• Exercise directions:
Reproduce every item below word for word, leaving out the pictures.

• Material provided:
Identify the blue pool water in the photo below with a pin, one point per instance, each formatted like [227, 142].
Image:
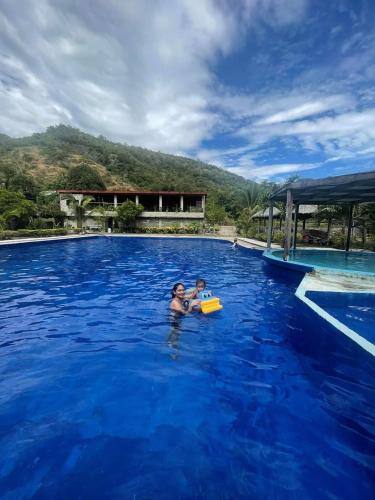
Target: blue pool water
[345, 261]
[355, 310]
[103, 395]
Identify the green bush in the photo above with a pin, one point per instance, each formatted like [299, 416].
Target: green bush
[31, 233]
[193, 228]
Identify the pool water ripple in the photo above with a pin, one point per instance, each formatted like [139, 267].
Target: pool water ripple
[104, 394]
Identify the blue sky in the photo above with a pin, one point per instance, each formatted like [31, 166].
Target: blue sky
[264, 88]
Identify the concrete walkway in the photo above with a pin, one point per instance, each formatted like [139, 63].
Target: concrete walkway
[48, 238]
[251, 243]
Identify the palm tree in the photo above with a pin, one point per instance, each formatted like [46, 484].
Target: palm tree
[79, 206]
[100, 213]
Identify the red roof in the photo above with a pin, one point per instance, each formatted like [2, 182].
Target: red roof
[94, 191]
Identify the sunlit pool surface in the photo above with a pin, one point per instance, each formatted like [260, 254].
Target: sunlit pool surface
[355, 310]
[363, 262]
[103, 395]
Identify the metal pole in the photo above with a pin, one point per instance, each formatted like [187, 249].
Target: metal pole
[350, 222]
[295, 226]
[270, 224]
[288, 223]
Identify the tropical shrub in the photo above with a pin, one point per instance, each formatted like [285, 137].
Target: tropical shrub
[127, 214]
[15, 210]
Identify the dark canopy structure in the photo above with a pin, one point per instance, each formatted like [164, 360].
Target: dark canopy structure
[350, 189]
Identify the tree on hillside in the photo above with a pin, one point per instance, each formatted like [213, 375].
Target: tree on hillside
[25, 184]
[15, 210]
[215, 212]
[128, 212]
[83, 177]
[48, 208]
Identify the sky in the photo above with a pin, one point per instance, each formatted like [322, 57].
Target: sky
[266, 89]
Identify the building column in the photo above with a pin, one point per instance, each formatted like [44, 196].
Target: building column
[350, 223]
[288, 223]
[270, 224]
[295, 226]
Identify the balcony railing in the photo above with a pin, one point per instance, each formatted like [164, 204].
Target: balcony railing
[110, 207]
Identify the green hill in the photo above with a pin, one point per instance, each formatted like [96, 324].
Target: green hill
[43, 160]
[46, 155]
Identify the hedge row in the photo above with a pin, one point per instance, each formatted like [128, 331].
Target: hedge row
[30, 233]
[188, 229]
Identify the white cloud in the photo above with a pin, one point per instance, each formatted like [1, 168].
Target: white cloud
[139, 72]
[267, 171]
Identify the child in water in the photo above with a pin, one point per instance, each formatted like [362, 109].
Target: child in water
[200, 290]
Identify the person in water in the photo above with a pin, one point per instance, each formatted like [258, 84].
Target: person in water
[181, 302]
[200, 292]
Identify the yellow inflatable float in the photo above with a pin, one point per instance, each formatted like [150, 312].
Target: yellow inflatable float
[211, 305]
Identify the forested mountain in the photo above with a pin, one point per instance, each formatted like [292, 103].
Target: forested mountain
[47, 156]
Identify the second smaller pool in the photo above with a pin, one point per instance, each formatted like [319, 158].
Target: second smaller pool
[363, 262]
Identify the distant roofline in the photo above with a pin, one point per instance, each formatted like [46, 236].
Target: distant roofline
[95, 191]
[350, 188]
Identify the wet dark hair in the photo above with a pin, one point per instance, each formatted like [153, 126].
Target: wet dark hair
[175, 288]
[200, 281]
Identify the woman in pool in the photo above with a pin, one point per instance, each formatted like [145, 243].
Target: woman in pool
[180, 302]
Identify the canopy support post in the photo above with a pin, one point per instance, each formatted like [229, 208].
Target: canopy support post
[350, 223]
[295, 226]
[288, 223]
[270, 227]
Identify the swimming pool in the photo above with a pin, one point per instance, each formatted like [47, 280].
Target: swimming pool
[362, 262]
[103, 395]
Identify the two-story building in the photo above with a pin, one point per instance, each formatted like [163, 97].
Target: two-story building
[161, 208]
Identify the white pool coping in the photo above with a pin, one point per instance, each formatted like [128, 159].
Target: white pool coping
[342, 283]
[46, 238]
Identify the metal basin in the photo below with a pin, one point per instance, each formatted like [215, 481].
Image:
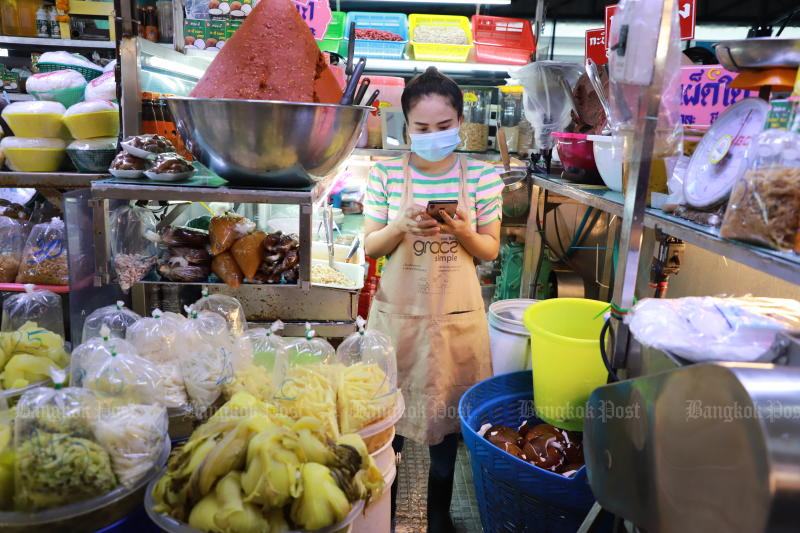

• Response to the task:
Identify the blue pool water in the photo below with a pin, one point per instance, each formatted like [227, 142].
Image:
Target: blue pool water
[345, 261]
[355, 310]
[103, 395]
Identify the green bush in the photo above with a pin, one point per instance, each formatted like [299, 416].
Target: green bush
[31, 233]
[193, 228]
Identify the pool water ripple in the photo above with a pin, one point per instance, each formatted like [139, 267].
Target: pool water ripple
[104, 394]
Identify the blue sky in the photo above with a pin, one point per instance, each formatted like [31, 166].
Target: blue sky
[264, 88]
Identify the concrete walkway in the photo above with a pin, one point per instance, each formatted like [139, 63].
Target: concrete walkway
[48, 238]
[251, 243]
Identify the palm tree in the photo above with a pin, one point per instance, each formatted like [46, 484].
Target: palm tree
[79, 206]
[100, 213]
Identify the red roof in the photo above with a pin, one point per instance, each formatted like [2, 182].
Target: red roof
[94, 191]
Identify the sunlit pool surface in the photo above with a pin, one point per instance, each formatted like [260, 254].
Target: sunlit pool surface
[355, 310]
[363, 262]
[103, 395]
Identify the metal pole in the photo above with a pin, one point per instance, each formatted like [187, 249].
Target: metal pole
[350, 222]
[295, 226]
[270, 224]
[288, 223]
Identify the tropical shrub in the photo above with a pin, one point per instance, each formatted like [285, 137].
Target: tropical shrub
[127, 214]
[15, 210]
Identify the dark canopy structure in the photo above with a pin, one point per instance, each formatted like [164, 360].
Target: dark canopy structure
[350, 189]
Identify the tree on hillside in the photo above with a pin, one point per instance, each formatted like [213, 375].
Target: tree on hillside
[25, 184]
[15, 210]
[215, 212]
[128, 212]
[83, 177]
[48, 208]
Identify the sky in the photo above with a pin, one point per instance, each formatted like [322, 57].
Target: sky
[266, 89]
Identify the building column in the photo above with a pin, one point per instance, each formatted like [44, 196].
Target: building column
[350, 223]
[288, 223]
[270, 224]
[295, 226]
Identify the balcony railing in the photo above with a pin, one point per instance, each formatted like [164, 204].
Target: balcony railing
[110, 207]
Identify the green hill in the photo above with a pin, one point per instance, each formatted like [96, 324].
Target: green hill
[43, 160]
[46, 155]
Identify the hedge row in the photo above with a pin, one point per instance, each formatted like [128, 331].
Target: hedge row
[30, 233]
[188, 229]
Identify the white cloud in the photo above with a pin, one point per instance, each formatted like [1, 168].
Target: white cloud
[139, 72]
[267, 171]
Identify the child in water in the photo above with a pin, one point per instance, each formatted like [362, 109].
Target: child in water
[200, 290]
Identify the person in water in the photo above with a pin, one point per instance, each formatted like [258, 84].
Target: person in water
[181, 302]
[200, 292]
Identify the yellow inflatable float in the photo above with a pin, one point per instance, each formatted like [150, 312].
Target: yellow inflatable float
[211, 305]
Identify the forested mountain in the photo above with a pin, one point per instance, each formatted like [292, 103].
Target: forested mountain
[47, 156]
Identify the second smaller pool in the photo above with a pin, one point per instance, each formatted like [319, 158].
Target: second smaller pool
[363, 262]
Identify the distant roofline in the photo above with a pin, one point per instance, each formatted like [46, 236].
Target: distant roofline
[95, 191]
[350, 188]
Identify the wet dark hair in the photo above with a pin, one point per instance, each formatted like [153, 126].
Target: wet dark hair
[175, 288]
[200, 281]
Identify the woman in pool in the photo above with a pin, one point per instance, each formatted like [145, 243].
Target: woman in pool
[180, 302]
Identify the canopy support post in the photo above with a pin, one point per instance, each formatted like [229, 208].
Target: canopy support post
[350, 223]
[295, 226]
[288, 223]
[270, 227]
Identify the swimming pool in the photo above with a pin, one point per instance, each formatted like [47, 280].
Target: swimming pool
[362, 262]
[103, 395]
Identify the two-story building in the photo above with a pin, one point per instance, each formatted like [163, 97].
Target: two-story building
[161, 208]
Identify the white pool coping in the photo above with a pin, one point per instance, each formatted like [128, 159].
Target: white pool coping
[342, 283]
[46, 238]
Identify the metal basin in the photo below with a pin, one point per instance, each formatted like [215, 481].
Image:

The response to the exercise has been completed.